Action item
Transcribe all the entries word for word, but omit the images.

Data records
·····

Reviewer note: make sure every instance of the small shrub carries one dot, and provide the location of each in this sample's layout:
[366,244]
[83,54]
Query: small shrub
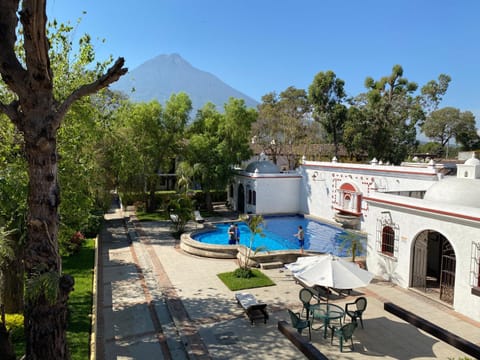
[15,326]
[243,273]
[76,242]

·····

Solution for this task
Reviewer note: make sure every instance of the small shrub carries one dot, and provide the location of each in this sample's layout:
[366,244]
[83,54]
Query: small shrub
[15,326]
[243,273]
[76,242]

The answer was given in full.